Better async job status handling #2851

chefsalim · 2017-07-29T02:35:20Z

This change fixes a race condition in the builder-scheduler where a job status can get lost. Now, the incoming job status is persisted by the handler thread, and later picked up from the datastore to be processed by the scheduler. Switching over to this mode also yields a simplification where we can eliminate the need to keep a separate socket around for status notifications.

Signed-off-by: Salim Alam salam@chef.io

thesentinels · 2017-07-29T02:35:21Z

Thanks for the pull request! Here is what will happen next:

Your PR will be reviewed by the maintainers
If everything looks good, one of them will approve it, and your PR will be merged.

Thank you for contributing!

christophermaier · 2017-07-31T14:06:33Z

components/builder-scheduler/src/data_store.rs

+                                      LIMIT $1
+                                  );
+                              END
+                              $$ LANGUAGE plpgsql VOLATILE"#,


All these functions can be implemented in SQL rather than PL/pgSQL. Functions that are implemented in SQL are "transparent" to the planner, allowing it to optimize execution in ways that it can't when given the "black box" of a PL/pgSQL function.

Granted, for these simple functions, that's likely not going to make a huge impact, but always giving the system more information is probably a good habit to get into. As a nice bonus, you'll also get to drop the BEGIN and END keywords, so you get shorter functions 👅

Yeah these are super simple functions that can go either way - we should look at a high level at our PL/pgSQL vs. SQL usage. PL/pgSQL seems to offer much more flexibility, including the ability to trap errors, better performance with plan caching when things don't get inlined, etc. It would be nice to just pick one language and stick with it so we can copy/paste more easily and use the patterns for that language. I've leaned toward pgSQL since that's what the vast bulk of our code is atm.

[Excerpt from the dataset]

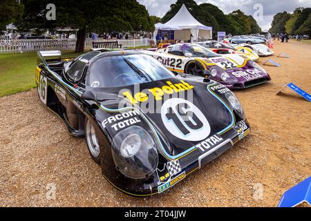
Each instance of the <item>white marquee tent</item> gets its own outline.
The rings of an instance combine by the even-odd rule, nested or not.
[[[175,39],[189,40],[192,34],[193,40],[197,40],[199,37],[202,39],[211,39],[213,28],[205,26],[198,22],[189,12],[185,4],[182,5],[179,12],[169,21],[164,24],[159,25],[158,30],[174,30]],[[171,29],[169,29],[171,28]]]

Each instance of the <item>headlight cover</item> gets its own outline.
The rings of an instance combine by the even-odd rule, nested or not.
[[[256,63],[254,61],[249,61],[250,65],[254,68],[257,68],[258,70],[260,70],[261,72],[263,72],[264,73],[267,73],[267,72],[265,71],[265,69],[263,69],[263,68],[261,68],[260,66],[258,66],[257,64],[257,63]]]
[[[225,81],[225,83],[235,84],[238,82],[238,80],[236,77],[229,75],[226,72],[224,72],[223,73],[221,74],[220,78],[221,80],[223,81]]]
[[[238,102],[238,98],[233,93],[227,93],[225,94],[226,98],[230,104],[231,107],[236,111],[241,118],[245,119],[243,108]]]
[[[112,155],[118,170],[132,179],[144,179],[156,170],[159,157],[150,134],[133,126],[119,132],[113,138]]]

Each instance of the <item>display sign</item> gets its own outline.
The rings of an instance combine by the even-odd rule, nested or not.
[[[294,207],[303,202],[311,202],[311,177],[287,191],[278,207]]]
[[[309,102],[311,102],[311,96],[308,93],[306,93],[303,90],[299,88],[294,84],[292,84],[292,83],[288,84],[288,87],[289,87],[290,89],[292,89],[292,90],[296,92],[297,94],[299,94],[301,97],[305,98],[307,100],[309,101]]]
[[[218,41],[222,41],[226,38],[225,32],[218,32],[217,35],[217,40]]]

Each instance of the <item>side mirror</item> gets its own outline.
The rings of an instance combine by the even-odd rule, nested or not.
[[[204,71],[204,80],[203,82],[205,83],[209,83],[211,81],[211,73],[209,70],[205,70]]]
[[[86,101],[95,101],[96,97],[96,95],[93,91],[88,90],[82,94],[81,98]]]

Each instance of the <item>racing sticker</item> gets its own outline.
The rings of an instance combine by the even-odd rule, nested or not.
[[[186,177],[186,172],[183,172],[180,175],[178,175],[175,178],[172,179],[171,180],[169,181],[168,182],[158,187],[158,191],[159,193],[166,191],[167,189],[171,188],[178,182],[179,182],[180,180],[185,179]]]
[[[102,122],[102,125],[104,128],[110,126],[115,131],[118,131],[126,127],[141,122],[140,119],[138,117],[140,115],[137,110],[124,112],[105,119]]]
[[[98,88],[100,86],[100,81],[94,81],[91,85],[92,88]]]
[[[157,169],[157,175],[159,180],[158,185],[162,184],[171,180],[172,177],[178,175],[181,171],[182,168],[178,160],[168,162],[167,164],[164,164],[162,170]]]
[[[223,139],[218,135],[214,135],[206,139],[200,144],[196,145],[196,147],[201,152],[204,153],[211,149],[223,142]]]
[[[243,77],[247,81],[252,81],[263,77],[260,74],[261,71],[256,68],[246,70],[238,70],[232,73],[236,77]]]
[[[204,114],[184,99],[166,101],[161,108],[161,117],[167,131],[180,140],[200,141],[211,133],[211,126]]]
[[[39,86],[38,86],[38,93],[39,97],[40,97],[41,101],[46,105],[46,100],[47,100],[47,92],[48,92],[48,87],[47,87],[47,83],[48,81],[46,79],[46,77],[45,77],[43,75],[40,75],[40,79],[39,81]]]
[[[211,59],[211,61],[220,66],[222,68],[231,69],[236,68],[234,63],[225,57],[212,58]]]

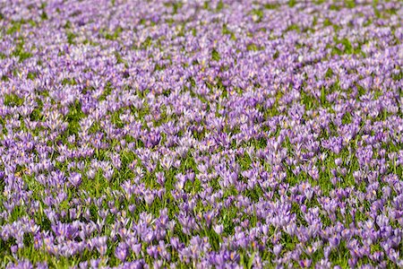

### Objective
Return, word for word, the stretch of the pull request discussion from "Your PR will be reviewed" through "you for contributing!".

### Answer in full
Your PR will be reviewed by the maintainers
If everything looks good, one of them will approve it, and your PR will be merged.

Thank you for contributing!